## What is expected
After locating the line that contains "Rules: pick out each instance of the weathered" in the data below, set down exactly that line and each one after it through the line that contains "Rules: pick out each instance of the green", and nothing more.

## Provided data
###

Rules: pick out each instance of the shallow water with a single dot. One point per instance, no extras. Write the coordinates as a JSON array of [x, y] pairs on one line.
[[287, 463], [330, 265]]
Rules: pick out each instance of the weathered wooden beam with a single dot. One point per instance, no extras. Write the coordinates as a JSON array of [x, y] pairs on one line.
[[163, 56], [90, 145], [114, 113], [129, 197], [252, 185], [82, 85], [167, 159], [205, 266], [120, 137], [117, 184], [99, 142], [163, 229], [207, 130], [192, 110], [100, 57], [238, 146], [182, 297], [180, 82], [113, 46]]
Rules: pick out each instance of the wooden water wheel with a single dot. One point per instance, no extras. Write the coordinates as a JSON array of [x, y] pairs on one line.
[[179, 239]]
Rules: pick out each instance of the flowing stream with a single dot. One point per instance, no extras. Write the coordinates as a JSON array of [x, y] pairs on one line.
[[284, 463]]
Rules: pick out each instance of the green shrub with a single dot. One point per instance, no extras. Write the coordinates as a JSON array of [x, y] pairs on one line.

###

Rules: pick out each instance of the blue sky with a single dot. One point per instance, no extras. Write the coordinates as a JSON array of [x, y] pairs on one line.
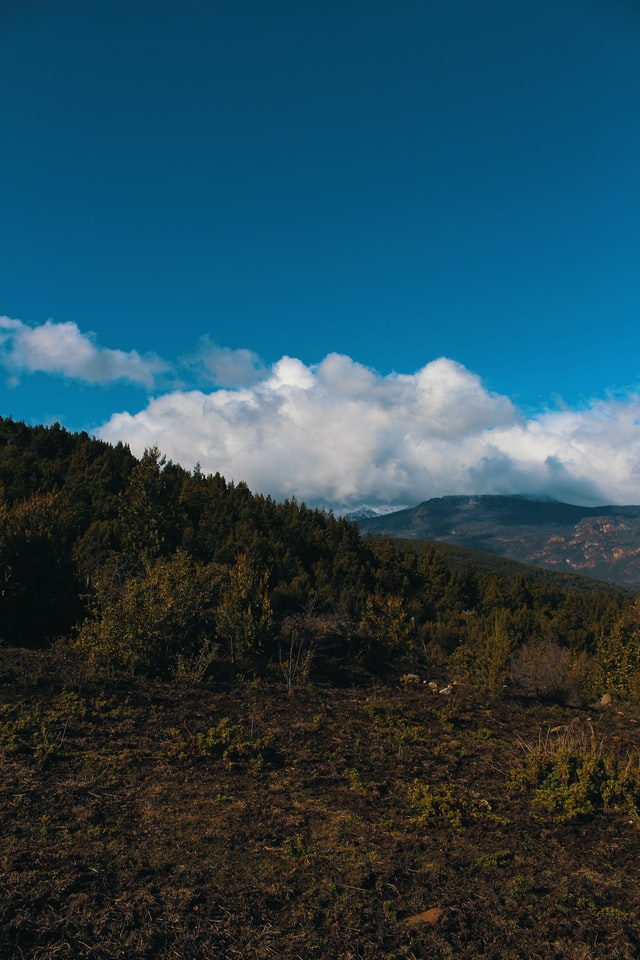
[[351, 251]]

###

## Your response
Rules: pick out each instance of the weathered wooden beam with a single dot. One point per instance, no extras. Write the coordinates as a JSON array of [x, y] pairs on one line.
[[163, 56], [90, 145], [114, 113], [129, 197], [252, 185], [82, 85], [167, 159], [205, 266], [120, 137], [117, 184], [99, 142], [163, 229], [207, 130], [192, 110], [100, 57], [238, 146], [182, 297], [180, 82], [113, 46]]
Rules: pick out each instance of the wooden water wheel with a single dot. One point per instance, no extras. Write the coordinates as a JSON array of [x, y] pairs on one line.
[[179, 239]]
Rules: pick out each instance of the flowing stream with a single dot. One point per instance, no extras. Write the coordinates as a JSON array of [x, y] pairs on one line.
[[284, 463]]
Rules: pick out each instance of the green shrub with a single dot. One point per instance, no extras. Write the coordinates as a JSON array of [x, y] pairs on one line.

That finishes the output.